- PROBLEM DESCRIPTION
Could you reproduce word for word the lines of the entries below, starting at the line that contains "on each sky." and ending at the line that contains "53;37;80;50", with both of those lines included?

(Excerpts from labeled region data)
▬▬▬

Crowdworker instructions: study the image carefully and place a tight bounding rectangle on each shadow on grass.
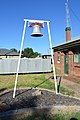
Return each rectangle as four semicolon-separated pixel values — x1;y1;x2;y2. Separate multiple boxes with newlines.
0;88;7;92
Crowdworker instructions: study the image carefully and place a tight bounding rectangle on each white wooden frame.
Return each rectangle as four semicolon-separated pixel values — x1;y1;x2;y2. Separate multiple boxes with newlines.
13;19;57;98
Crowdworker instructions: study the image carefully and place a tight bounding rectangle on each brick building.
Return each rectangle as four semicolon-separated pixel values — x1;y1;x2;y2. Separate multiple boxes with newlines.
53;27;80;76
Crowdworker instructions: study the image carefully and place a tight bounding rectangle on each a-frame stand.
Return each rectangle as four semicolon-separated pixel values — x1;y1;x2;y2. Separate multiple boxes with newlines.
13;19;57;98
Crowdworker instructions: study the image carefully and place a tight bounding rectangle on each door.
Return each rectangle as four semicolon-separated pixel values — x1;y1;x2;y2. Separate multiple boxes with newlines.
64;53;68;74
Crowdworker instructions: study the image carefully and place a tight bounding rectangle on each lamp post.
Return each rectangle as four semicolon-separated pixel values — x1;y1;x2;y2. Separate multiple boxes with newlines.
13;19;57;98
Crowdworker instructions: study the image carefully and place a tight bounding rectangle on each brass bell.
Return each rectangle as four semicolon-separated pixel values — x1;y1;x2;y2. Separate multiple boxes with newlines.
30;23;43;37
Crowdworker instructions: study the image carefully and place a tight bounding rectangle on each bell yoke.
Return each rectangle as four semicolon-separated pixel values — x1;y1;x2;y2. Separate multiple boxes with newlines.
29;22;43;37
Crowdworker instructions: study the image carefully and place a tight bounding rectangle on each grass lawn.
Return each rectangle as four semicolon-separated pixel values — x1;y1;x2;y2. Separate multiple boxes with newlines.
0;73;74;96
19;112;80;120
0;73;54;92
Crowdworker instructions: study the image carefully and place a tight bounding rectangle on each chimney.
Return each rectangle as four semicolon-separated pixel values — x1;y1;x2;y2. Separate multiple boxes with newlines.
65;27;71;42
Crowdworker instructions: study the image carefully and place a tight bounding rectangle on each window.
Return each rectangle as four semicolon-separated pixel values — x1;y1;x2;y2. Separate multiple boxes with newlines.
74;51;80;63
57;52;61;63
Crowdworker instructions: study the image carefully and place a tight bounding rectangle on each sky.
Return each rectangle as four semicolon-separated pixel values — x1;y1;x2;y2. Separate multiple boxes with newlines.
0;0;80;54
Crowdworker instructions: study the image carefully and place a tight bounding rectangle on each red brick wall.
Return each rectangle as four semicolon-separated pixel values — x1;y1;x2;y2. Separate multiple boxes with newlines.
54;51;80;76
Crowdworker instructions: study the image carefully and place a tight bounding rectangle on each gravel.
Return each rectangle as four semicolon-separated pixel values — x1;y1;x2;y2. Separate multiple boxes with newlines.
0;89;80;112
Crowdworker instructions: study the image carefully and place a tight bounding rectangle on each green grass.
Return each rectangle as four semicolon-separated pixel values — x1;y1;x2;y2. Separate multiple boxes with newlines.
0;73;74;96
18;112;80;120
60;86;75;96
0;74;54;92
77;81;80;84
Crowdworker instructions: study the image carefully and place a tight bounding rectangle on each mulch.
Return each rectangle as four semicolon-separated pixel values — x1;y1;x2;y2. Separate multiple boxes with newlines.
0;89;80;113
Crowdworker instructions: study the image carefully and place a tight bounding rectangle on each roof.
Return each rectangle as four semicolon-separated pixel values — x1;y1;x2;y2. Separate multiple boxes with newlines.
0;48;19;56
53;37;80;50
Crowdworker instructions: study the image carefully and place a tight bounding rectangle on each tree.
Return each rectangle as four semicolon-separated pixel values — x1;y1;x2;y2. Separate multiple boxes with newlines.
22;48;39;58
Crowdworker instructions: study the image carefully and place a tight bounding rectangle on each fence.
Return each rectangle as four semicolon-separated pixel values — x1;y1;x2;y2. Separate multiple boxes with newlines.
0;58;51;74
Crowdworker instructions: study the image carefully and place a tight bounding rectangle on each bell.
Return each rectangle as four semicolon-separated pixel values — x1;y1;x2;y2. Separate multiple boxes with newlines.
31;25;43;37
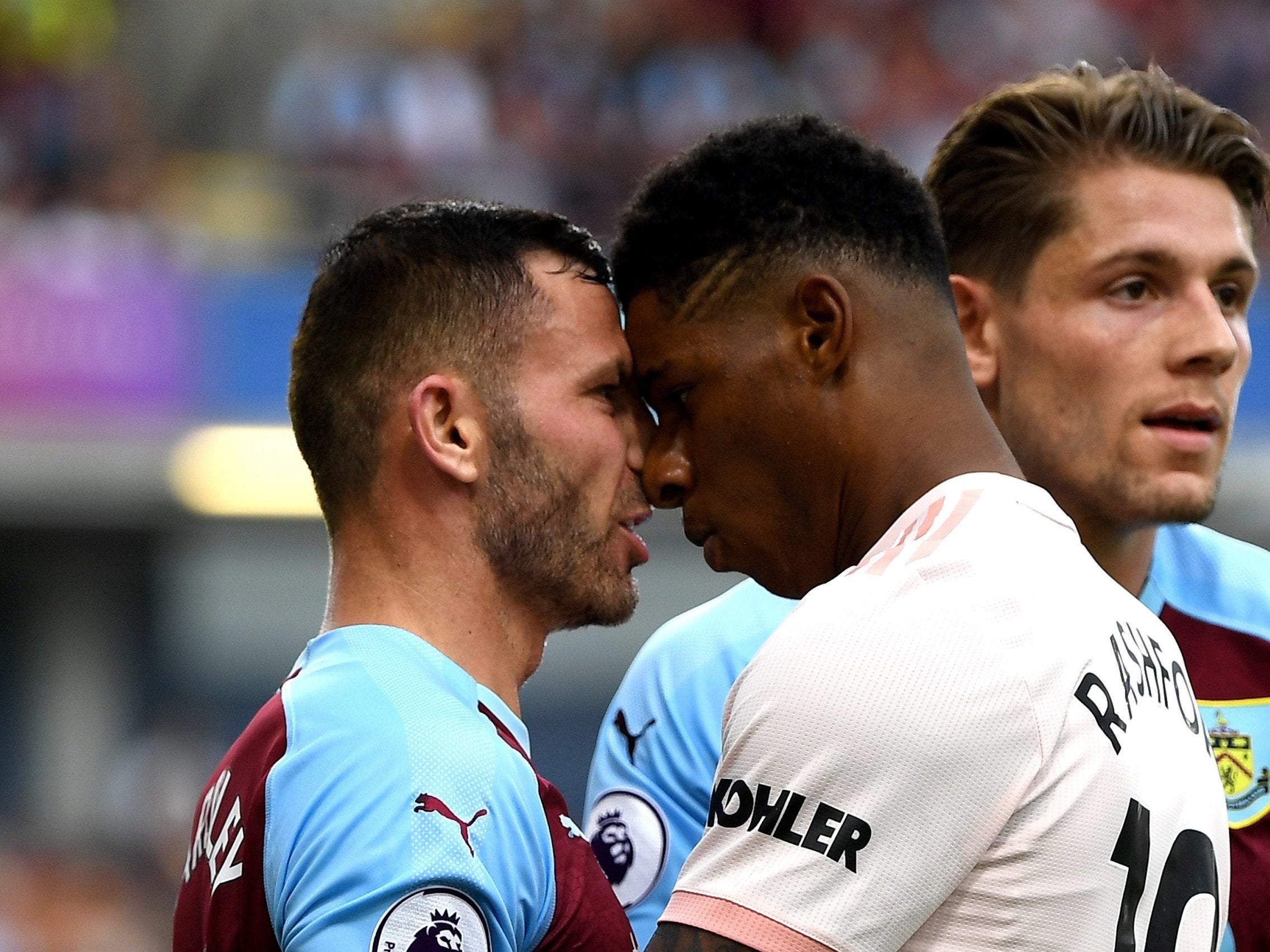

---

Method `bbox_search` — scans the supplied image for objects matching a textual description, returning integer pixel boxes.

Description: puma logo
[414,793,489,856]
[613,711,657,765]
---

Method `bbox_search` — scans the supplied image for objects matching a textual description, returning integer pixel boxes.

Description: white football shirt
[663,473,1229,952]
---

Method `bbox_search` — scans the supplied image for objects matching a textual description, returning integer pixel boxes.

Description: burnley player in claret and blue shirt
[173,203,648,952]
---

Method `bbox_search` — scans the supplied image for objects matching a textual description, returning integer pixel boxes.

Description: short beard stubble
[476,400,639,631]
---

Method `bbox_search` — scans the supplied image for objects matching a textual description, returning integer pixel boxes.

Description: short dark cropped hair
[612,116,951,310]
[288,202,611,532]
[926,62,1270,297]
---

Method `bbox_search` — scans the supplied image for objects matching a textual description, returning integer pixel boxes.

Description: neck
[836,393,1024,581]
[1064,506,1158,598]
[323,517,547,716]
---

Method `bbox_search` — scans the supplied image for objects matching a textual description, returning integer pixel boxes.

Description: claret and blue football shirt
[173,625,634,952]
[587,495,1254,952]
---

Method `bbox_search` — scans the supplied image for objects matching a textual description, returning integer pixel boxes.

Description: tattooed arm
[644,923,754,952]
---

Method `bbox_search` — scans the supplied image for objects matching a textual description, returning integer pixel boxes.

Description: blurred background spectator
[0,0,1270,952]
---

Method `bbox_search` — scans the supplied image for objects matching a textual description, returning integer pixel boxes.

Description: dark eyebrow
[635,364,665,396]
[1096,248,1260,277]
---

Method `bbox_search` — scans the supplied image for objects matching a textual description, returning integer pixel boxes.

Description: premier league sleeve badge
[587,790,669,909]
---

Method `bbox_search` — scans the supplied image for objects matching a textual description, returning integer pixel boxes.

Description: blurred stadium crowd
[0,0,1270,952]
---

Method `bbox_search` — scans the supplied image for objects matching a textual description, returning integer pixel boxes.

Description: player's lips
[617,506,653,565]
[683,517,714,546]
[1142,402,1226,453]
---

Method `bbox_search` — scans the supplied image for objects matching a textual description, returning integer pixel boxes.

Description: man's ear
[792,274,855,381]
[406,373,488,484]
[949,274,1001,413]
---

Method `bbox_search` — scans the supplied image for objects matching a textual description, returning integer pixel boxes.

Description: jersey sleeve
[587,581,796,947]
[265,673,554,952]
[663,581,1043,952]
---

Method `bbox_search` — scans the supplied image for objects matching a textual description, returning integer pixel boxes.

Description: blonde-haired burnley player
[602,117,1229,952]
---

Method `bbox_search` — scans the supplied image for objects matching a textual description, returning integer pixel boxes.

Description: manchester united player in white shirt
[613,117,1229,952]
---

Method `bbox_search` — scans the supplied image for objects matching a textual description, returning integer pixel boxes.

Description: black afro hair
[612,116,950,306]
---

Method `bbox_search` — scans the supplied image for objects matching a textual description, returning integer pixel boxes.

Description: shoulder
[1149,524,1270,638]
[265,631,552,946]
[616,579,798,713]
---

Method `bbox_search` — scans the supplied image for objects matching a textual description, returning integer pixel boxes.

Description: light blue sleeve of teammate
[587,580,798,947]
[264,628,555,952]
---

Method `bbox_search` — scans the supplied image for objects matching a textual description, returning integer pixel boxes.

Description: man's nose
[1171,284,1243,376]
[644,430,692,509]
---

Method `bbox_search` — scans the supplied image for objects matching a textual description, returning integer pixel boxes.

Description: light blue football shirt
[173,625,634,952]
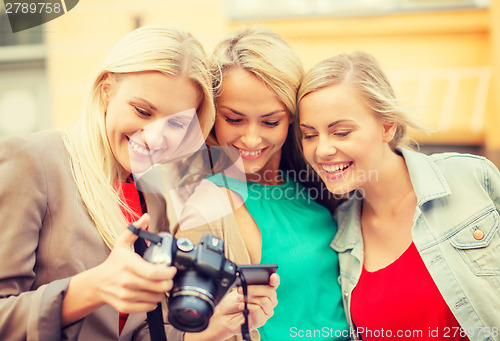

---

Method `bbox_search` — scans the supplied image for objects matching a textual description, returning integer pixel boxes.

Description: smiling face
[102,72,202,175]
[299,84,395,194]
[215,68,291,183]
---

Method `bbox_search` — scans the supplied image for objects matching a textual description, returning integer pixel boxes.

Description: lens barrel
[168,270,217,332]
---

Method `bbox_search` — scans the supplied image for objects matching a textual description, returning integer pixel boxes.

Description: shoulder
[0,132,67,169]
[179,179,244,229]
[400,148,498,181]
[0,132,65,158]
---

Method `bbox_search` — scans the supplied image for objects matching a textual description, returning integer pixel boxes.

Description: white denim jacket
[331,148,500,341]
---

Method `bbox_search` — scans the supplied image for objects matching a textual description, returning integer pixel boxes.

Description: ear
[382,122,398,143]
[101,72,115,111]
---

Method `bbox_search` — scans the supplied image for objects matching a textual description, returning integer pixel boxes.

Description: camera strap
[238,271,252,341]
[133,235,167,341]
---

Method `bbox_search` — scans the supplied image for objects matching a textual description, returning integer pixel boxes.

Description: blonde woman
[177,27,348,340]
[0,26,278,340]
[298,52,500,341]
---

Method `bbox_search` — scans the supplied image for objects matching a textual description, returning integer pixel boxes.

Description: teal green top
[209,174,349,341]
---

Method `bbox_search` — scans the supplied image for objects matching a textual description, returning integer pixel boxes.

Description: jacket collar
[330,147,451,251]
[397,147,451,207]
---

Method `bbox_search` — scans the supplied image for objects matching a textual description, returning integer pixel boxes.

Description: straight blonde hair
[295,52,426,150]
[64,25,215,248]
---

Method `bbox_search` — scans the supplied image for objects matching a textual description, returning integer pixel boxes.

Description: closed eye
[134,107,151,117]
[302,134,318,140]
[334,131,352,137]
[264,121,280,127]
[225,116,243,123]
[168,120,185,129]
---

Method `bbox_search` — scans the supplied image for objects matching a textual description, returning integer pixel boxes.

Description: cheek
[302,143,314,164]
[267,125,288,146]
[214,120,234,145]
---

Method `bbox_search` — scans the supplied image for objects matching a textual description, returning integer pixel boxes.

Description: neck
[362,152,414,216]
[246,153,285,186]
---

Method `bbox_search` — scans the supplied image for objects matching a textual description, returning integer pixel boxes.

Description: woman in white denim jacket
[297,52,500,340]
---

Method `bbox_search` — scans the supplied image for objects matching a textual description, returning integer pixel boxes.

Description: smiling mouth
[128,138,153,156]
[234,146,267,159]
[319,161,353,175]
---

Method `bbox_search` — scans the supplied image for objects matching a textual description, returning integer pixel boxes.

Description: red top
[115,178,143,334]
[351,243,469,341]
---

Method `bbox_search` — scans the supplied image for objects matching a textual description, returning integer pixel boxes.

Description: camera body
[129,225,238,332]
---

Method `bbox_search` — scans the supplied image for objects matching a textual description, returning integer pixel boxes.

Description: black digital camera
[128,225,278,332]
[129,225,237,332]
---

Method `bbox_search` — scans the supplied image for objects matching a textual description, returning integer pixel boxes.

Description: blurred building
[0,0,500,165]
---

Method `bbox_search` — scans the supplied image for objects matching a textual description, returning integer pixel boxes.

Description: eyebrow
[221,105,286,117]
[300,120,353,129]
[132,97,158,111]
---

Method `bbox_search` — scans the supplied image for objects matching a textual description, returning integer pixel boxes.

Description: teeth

▬▬▬

- REPLY
Crowdworker instructions: study the image carefully and place a tight bounding rectangle on each sky.
Return each rectangle as four semicolon-separated pixel values — x1;y1;x2;y2. Separate multiple boxes with newlines.
0;0;80;54
Crowdworker instructions: study the image carefully and place a tight bounding rectangle on each red brick wall.
Return each rectangle as four semicolon-separated pixel values — x1;y1;x2;y2. Separate multiple boxes with newlines.
54;51;80;76
Crowdworker instructions: study the image carefully and place a tight bounding rectangle on each gravel.
Return each rectangle as four semicolon-separated pixel values — x1;y1;x2;y2. Separate multiple boxes with newlines.
0;89;80;112
Crowdworker instructions: study the image carefully and place a tight bounding rectangle on each green grass.
Return each rectangle as four semicolon-separated pixel values — x1;y1;x2;y2. Separate multiple boxes with newlines.
0;73;74;96
18;112;80;120
60;86;75;96
0;74;54;92
77;81;80;84
Crowdworker instructions: study the image carefully and place a tight bounding rectangle on each mulch.
Return each rectangle as four semicolon-separated pixel values — x1;y1;x2;y2. Separate multiple boxes with newlines.
0;89;80;113
Crowdworker instructions: study the image carefully and place a tight bounding rectangle on each roof.
Return each rectangle as four semicolon-separated pixel values — x1;y1;x2;y2. Separate multiple boxes with newlines.
0;48;19;56
53;37;80;50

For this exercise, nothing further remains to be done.